*Document segment*.
Indeed, ethological studies of animal behavior have shown that conflict among animals often involves a form of “ritualized fighting,” which aims to subdue rivals through displays of power for mating, leadership, influence, or protection of food without causing severe physical harm or death, as in battles among lions. There are also other patterns of cooperation, empathy, solidarity, and even fairness in food distribution, as observed in some primate communities.
Brian Massumi, in his book What Animals Teach Us about Politics, challenges the traditional human view of the animal world as nothing more than a brutal Hobbesian war of all against all for survival. He explores cooperative dimensions that stand alongside aggression in animal behavior, calling for political inspiration to be drawn from these aspects of the animal world rather than focusing exclusively on competition and conflict. For this reason, the use of animals, whether as symbols or as living entities, may assume diverse dimensions in political discourse and practice. They may serve cognitive, protective, aggressive, solidaristic, or even promotional purposes designed to elicit sympathy.
Uses of Animal Symbolism: Identity, Image, and Simplification
In 1945, as the Second World War was nearing its end, George Orwell’s Animal Farm was published. The novel offered a political critique of Stalin’s totalitarian system through the borrowing of animal symbols and their patterns of interaction. The pigs take control of the farm after expelling its owner, Jones, who represents the monarchy, because of his mismanagement. Yet the pigs’ roles diverge: Napoleon represents the tyrant, Stalin, who monopolizes power; Snowball represents the reformist, Trotsky, who is expelled from the farm; Old Major represents Marx, the aged thinker who preached the principles of the animal revolution but died before it erupted; and Squealer represents the media mouthpiece who justifies every decision made by authority, whatever its nature.
The dogs raised by Napoleon became his instrument for confronting any rebellion against him. Boxer, the horse, represents the working class, whose strength is exploited in building the windmill before it is betrayed and sold when it is no longer able to work. Benjamin, the donkey, represents those silent figures who understand the corruption of conditions on the farm but do nothing. Finally, the sheep symbolize the collective herd that repeats slogans without awareness, even after the pigs dominate the farm and distort the principle of equality into the famous formulation: “All animals are equal, but some animals are more equal than others.”

*Record list*.
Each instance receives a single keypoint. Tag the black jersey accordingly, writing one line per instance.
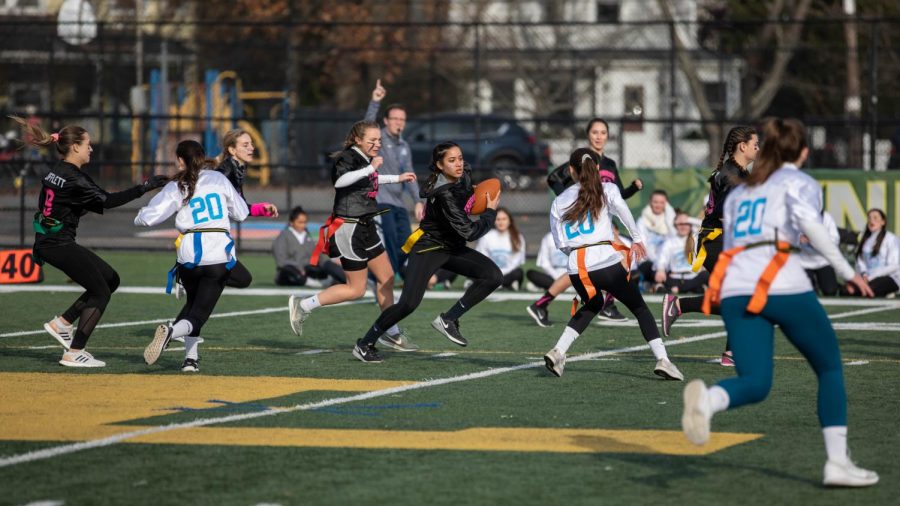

...

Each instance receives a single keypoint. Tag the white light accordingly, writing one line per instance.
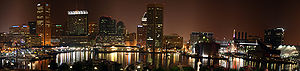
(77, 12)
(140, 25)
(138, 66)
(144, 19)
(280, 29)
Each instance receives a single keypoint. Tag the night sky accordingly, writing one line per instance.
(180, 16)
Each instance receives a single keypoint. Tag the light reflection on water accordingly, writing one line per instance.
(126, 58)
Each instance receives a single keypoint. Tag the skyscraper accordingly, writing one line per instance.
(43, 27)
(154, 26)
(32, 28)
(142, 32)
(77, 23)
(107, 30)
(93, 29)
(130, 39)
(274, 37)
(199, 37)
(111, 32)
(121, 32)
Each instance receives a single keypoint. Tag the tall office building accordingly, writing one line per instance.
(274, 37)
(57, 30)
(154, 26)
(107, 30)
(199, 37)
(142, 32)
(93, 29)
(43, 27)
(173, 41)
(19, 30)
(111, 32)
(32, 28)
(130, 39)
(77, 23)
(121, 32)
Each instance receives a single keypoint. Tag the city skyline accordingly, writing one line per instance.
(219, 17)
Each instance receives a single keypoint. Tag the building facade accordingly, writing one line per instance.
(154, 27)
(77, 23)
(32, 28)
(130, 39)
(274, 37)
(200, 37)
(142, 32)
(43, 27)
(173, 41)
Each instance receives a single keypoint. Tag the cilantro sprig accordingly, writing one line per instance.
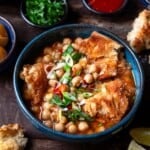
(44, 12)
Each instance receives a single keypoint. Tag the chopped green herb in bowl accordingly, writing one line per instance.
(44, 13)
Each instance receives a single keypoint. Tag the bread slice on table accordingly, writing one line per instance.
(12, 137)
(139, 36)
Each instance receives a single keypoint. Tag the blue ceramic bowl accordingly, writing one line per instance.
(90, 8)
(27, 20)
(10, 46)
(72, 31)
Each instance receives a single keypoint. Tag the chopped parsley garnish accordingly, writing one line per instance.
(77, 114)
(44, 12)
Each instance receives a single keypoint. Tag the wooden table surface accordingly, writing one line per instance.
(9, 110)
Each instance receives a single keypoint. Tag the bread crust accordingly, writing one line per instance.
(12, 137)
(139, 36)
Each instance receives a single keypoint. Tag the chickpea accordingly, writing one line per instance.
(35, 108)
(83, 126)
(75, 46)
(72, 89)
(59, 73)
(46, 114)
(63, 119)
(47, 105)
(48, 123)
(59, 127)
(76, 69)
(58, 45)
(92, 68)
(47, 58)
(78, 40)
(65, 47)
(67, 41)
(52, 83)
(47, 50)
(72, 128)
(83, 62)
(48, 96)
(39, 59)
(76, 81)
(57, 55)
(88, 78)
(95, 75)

...

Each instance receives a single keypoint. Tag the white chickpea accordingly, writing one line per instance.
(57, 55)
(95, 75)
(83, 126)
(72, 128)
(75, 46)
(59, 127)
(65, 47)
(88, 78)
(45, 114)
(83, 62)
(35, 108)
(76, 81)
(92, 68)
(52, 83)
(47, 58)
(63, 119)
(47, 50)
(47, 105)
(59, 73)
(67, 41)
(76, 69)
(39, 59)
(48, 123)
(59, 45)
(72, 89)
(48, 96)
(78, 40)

*Stated task 1*.
Transcribe the passage on animals in politics, starting at "Indeed, ethological studies" and ending at "some primate communities.".
*Stated task 2*.
Please go on with the passage on animals in politics from its last sentence.

*Task result 1*.
Indeed, ethological studies of animal behavior have shown that conflict among animals often involves a form of “ritualized fighting,” which aims to subdue rivals through displays of power for mating, leadership, influence, or protection of food without causing severe physical harm or death, as in battles among lions. There are also other patterns of cooperation, empathy, solidarity, and even fairness in food distribution, as observed in some primate communities.

*Task result 2*.
In this novel, one of the landmarks of twentieth-century world political literature, Orwell succeeded in using animal symbols cognitively to understand political phenomena. Through them, one can explain why political regimes fall, how revolutions turn into authoritarian systems, when socialist principles contradict reality, and how security and media mechanisms control societies.
The novel also exposes the dangers of class inequalities that benefit a small group monopolizing power and resources. By using animal symbols, the plot gives these mechanisms a generality that transcends time and place, turning them into defining traits of authoritarian politics.
Yet the nature of animal symbols allows them to move beyond cognitive purposes in understanding politics toward other functions: shaping collective identities, building the internal and external image and reputation of the state through soft diplomacy, intimidating adversaries, and more. The dilemma is that such uses may encounter problems that obstruct their effect in reality, because these symbols possess multiple voices and meanings that may even contradict one another. Just as this multiplicity can be a source of political influence, it can also fuel conflict, division, and competition. This can be seen in three fields, among others.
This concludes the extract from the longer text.